:: Instruction ::
Lay out the rows below as a Markdown table with two columns, No. and Line, giving each row its number and its text. Leave out any blank lines.

:: Material shown ::
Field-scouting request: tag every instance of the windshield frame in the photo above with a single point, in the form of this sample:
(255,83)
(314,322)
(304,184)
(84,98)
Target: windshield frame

:: Solution to the exercise ::
| No. | Line |
|---|---|
| 1 | Field-scouting request: tag every instance of the windshield frame in the photo above with a single point, in the form of this sample: |
| 2 | (255,83) |
| 3 | (314,322) |
| 4 | (304,184) |
| 5 | (84,98) |
| 6 | Target: windshield frame |